-- Work task --
Write out the listing beneath this instruction in its entirety, exactly as it reads.
..........
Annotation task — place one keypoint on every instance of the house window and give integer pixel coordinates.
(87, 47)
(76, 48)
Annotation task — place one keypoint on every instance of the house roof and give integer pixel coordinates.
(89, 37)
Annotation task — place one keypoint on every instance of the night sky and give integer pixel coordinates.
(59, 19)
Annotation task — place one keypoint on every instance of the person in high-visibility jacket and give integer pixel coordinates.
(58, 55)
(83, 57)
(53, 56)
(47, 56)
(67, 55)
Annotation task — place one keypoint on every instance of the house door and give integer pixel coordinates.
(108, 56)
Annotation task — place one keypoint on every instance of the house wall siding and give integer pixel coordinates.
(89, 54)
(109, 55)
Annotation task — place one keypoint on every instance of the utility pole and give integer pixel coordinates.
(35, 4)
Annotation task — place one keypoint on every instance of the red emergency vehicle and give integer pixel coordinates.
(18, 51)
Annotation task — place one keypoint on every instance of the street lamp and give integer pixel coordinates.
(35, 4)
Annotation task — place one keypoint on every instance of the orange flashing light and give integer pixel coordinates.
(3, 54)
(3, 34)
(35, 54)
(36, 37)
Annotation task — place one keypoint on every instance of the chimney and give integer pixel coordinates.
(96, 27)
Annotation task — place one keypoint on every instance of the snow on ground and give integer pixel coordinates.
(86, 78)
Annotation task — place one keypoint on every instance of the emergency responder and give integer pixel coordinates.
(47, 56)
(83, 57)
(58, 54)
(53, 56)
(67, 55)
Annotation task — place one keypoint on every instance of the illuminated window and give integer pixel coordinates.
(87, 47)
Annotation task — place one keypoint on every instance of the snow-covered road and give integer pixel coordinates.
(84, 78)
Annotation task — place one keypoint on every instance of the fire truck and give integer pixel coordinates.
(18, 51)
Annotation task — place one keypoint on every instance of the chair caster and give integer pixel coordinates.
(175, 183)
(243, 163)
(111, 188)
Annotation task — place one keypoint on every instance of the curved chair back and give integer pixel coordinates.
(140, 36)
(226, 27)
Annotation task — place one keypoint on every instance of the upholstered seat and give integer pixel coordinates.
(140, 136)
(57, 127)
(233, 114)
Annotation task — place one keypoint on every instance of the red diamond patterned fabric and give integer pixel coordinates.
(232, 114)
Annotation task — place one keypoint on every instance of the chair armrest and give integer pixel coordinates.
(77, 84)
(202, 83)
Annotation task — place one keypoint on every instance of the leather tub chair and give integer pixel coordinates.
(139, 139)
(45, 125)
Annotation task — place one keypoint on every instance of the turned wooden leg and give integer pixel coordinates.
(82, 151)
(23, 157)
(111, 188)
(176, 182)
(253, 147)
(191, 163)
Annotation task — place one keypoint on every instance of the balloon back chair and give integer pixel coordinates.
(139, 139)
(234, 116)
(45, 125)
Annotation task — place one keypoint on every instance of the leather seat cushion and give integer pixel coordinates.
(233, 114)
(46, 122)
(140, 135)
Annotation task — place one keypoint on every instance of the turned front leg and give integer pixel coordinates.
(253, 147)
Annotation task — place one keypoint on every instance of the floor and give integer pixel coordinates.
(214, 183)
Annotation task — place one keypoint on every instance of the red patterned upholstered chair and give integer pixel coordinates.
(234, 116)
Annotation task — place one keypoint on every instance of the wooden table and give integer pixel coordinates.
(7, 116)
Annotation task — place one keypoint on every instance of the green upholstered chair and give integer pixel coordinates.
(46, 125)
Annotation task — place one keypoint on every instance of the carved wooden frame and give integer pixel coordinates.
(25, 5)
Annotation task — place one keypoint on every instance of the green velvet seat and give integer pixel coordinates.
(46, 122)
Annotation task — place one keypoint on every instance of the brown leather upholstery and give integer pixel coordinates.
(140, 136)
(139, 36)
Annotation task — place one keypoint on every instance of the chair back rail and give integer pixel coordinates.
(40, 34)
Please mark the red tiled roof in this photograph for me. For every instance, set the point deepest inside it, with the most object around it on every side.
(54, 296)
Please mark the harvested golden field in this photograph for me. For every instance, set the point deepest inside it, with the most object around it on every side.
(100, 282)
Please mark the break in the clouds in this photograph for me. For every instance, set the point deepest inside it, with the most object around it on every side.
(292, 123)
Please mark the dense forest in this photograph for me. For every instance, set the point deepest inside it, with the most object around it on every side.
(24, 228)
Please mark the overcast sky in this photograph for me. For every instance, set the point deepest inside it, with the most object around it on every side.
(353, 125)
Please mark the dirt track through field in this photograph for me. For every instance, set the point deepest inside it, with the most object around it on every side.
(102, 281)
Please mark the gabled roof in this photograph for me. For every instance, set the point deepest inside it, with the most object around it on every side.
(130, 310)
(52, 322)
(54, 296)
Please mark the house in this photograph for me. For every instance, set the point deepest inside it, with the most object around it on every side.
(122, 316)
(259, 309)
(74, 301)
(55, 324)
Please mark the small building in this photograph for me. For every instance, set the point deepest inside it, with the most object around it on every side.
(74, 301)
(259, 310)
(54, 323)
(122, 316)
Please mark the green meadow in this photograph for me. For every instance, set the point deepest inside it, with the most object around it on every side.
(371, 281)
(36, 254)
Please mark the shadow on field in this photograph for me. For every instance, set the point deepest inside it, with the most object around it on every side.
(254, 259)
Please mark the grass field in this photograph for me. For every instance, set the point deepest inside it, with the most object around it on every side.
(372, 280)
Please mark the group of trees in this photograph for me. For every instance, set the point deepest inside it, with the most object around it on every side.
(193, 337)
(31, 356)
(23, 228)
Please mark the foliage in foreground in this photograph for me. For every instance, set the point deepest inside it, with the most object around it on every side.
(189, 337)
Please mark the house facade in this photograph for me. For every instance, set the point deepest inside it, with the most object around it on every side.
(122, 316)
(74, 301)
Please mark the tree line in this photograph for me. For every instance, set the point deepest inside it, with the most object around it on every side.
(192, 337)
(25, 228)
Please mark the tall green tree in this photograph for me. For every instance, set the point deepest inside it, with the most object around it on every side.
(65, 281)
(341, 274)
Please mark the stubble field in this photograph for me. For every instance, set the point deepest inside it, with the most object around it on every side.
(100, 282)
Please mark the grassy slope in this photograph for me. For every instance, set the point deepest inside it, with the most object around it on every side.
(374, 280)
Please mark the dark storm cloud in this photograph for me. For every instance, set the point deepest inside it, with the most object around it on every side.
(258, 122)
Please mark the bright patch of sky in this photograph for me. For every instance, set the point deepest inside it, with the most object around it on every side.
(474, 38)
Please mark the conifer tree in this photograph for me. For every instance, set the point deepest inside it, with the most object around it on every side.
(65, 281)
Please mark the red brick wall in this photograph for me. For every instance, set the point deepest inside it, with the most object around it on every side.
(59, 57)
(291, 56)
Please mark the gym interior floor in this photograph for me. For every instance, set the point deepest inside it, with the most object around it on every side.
..........
-- Response --
Annotation task — place one keypoint on every instance of the house window and give integer pixel coordinates.
(87, 47)
(76, 48)
Annotation task — place one keypoint on every instance of the house roof and give integer pixel coordinates.
(89, 37)
Annotation task — place one keypoint on every instance of the night sky and give integer pixel coordinates.
(59, 19)
Annotation task — place one keypoint on every instance of the person in high-visibility jacket and give integer pixel coordinates.
(58, 55)
(83, 57)
(53, 56)
(47, 56)
(67, 55)
Annotation task — place one keypoint on every instance of the house door and give integer pixel coordinates.
(108, 56)
Annotation task — place one keypoint on every instance of the house wall siding and give integer pixel coordinates.
(89, 54)
(109, 55)
Annotation task — place one keypoint on every instance of the utility pole and give integer pixel coordinates.
(35, 4)
Annotation task — place one keypoint on every instance of the red emergency vehicle and give integer pixel coordinates.
(18, 51)
Annotation task — place one keypoint on every instance of the street lamp and give integer pixel coordinates.
(35, 4)
Annotation task — place one keypoint on every instance of the orange flashing light and give integer pixel coordinates.
(3, 54)
(3, 34)
(35, 54)
(36, 37)
Annotation task — place one keypoint on every instance of the chimney and give integer pixel coordinates.
(96, 27)
Annotation task — place one keypoint on every instance of the snow on ground and give integer pixel coordinates.
(86, 78)
Annotation task — place one keypoint on every instance of the emergency responder and give integer pixel coordinates.
(47, 56)
(83, 57)
(58, 54)
(53, 56)
(67, 55)
Annotation task — place one keypoint on every instance of the illuminated window and give integer pixel coordinates.
(87, 47)
Annotation task — place one keypoint on every instance of the snow-covered road and give integer pixel coordinates.
(84, 78)
Annotation task — place one keypoint on every instance of the fire truck and give integer pixel coordinates.
(18, 51)
Annotation task — place one keypoint on every instance of the chair caster and give integer pixel coordinates.
(175, 183)
(243, 163)
(111, 188)
Annotation task — place one keypoint on every instance of the curved chair back and give integer pixel coordinates.
(140, 36)
(226, 27)
Annotation task — place one keypoint on every instance of the upholstered seat and give integer pixel coordinates.
(140, 136)
(57, 127)
(233, 114)
Annotation task — place one keypoint on every instance of the red diamond patterned fabric and give integer pixel coordinates.
(232, 114)
Annotation task — place one keypoint on every instance of the chair armrest and give integer pixel coordinates.
(77, 84)
(202, 83)
Annotation task — place one keypoint on every instance of the leather tub chair and give integer pixel coordinates.
(139, 139)
(45, 125)
Annotation task — place one keypoint on every instance of the turned wooden leg and give integer pixel coordinates.
(82, 151)
(23, 157)
(111, 188)
(176, 182)
(253, 147)
(191, 163)
Annotation task — place one keypoint on every instance of the balloon back chair and give integer pixel coordinates.
(139, 139)
(234, 116)
(45, 125)
Annotation task — place one keypoint on every instance of the leather seat cushion and give integer pixel coordinates.
(233, 114)
(46, 122)
(140, 135)
Annotation task — place one keypoint on every instance of the turned front leg and give integer pixel coordinates.
(253, 147)
Annotation task — place one keypoint on every instance of the floor and give integer pixel coordinates.
(214, 183)
Annotation task — place one keypoint on every instance of the red patterned upholstered chair and give integer pixel coordinates.
(234, 116)
Annotation task — place one keypoint on every instance of the wooden table and give integer pixel coordinates.
(7, 116)
Annotation task — place one keypoint on every instance of the green upholstered chair and give integer pixel coordinates.
(46, 125)
Annotation task — place one keypoint on every instance of the carved wooden frame and give integer pixel coordinates.
(25, 5)
Annotation task — place one keypoint on every instance of the green velvet seat and give integer pixel coordinates.
(46, 122)
Annotation task — place one keypoint on every instance of the brown leather upholstery and give integer pixel coordinates.
(140, 136)
(139, 36)
Annotation task — place one keypoint on every instance of the chair back rail and give integer pixel coordinates.
(40, 34)
Please mark the red tiled roof in this photograph for me. For every instance, set the point deepest inside it, with the most object around it on every side.
(54, 296)
Please mark the harvested golden field in this photograph for me. For every instance, set the point deepest inside it, with the most object around it on every side.
(100, 282)
Please mark the break in the clouds in this photograph for me. For every instance, set the point deepest inside it, with the most object around it on every side.
(292, 123)
Please mark the dense forest in this photograph for me. For every instance, set the point deepest inside it, with the most object around it on every side.
(24, 228)
Please mark the overcast sky in this photograph for me. For every instance, set the point deepest inside it, with the most object around it on every side.
(353, 125)
Please mark the dirt track through field in this photograph for me. For every instance, set the point deepest inside it, with the most object around it on every side.
(102, 281)
Please mark the gabled roof in this photograph for me. For every instance, set the point deepest inside it, with the most object around it on every side.
(130, 310)
(52, 322)
(54, 296)
Please mark the house in this photograph for me. For every instance, set the point deepest inside it, with the most object around it on every side.
(122, 316)
(259, 309)
(74, 301)
(55, 324)
Please mark the small building in this photograph for me. For every instance, set the point deepest inside it, with the most object around it on every side.
(74, 301)
(259, 310)
(54, 323)
(122, 316)
Please mark the green meadow in this photograph for me. For every instance, set the point deepest inside it, with the most object around it on every side.
(371, 281)
(36, 254)
Please mark the shadow on field in this photograph for me. For every instance, set the point deepest inside it, with the most object around it on every side.
(254, 259)
Please mark the grass field in this photograph for me. For every instance, set the point deepest inside it, with the most object around it on every side.
(372, 280)
Please mark the group of trees in this photograph for me. For every instance, set the point deepest inside it, with the most object around it on every side.
(193, 337)
(31, 356)
(23, 228)
Please mark the foliage in foreground in this photograph for me. For every instance, set the point deepest inside it, with the most object around it on every side.
(189, 337)
Please mark the house facade in this photograph for me. For every instance, set the point deepest inside it, with the most object around it on every side.
(122, 316)
(74, 301)
Please mark the tree line in this photograph for me. For every instance, set the point deepest inside it, with the most object around it on every side.
(192, 337)
(25, 228)
Please mark the tall green tree in this photograph for me. For every instance, set the point deepest inside it, with the most object around it on every side.
(65, 281)
(341, 274)
Please mark the stubble field in this photograph for me. For every instance, set the point deepest inside it, with the most object around it on every side.
(100, 282)
Please mark the grassy slope in this photograph for me. For every instance, set the point deepest inside it, with the most object around it on every side.
(374, 280)
Please mark the dark storm cloud in this photograph for me. For every instance, set the point deepest inside it, with the most object around it on every side.
(258, 122)
Please mark the bright patch of sky in this photograph for me. For every instance, set the point deepest inside it, with the most object around it on every side.
(474, 38)
Please mark the conifer tree in this photograph for me. For every instance, set the point deepest inside it, with the most object around it on every side.
(65, 281)
Please mark the red brick wall in this photograph for me. For every instance, set the point deepest inside it, with the most object around it on every side.
(59, 57)
(291, 56)
Please mark the gym interior floor in this photograph for me. For every instance, set the point deepest inside it, with the most object around it on every side.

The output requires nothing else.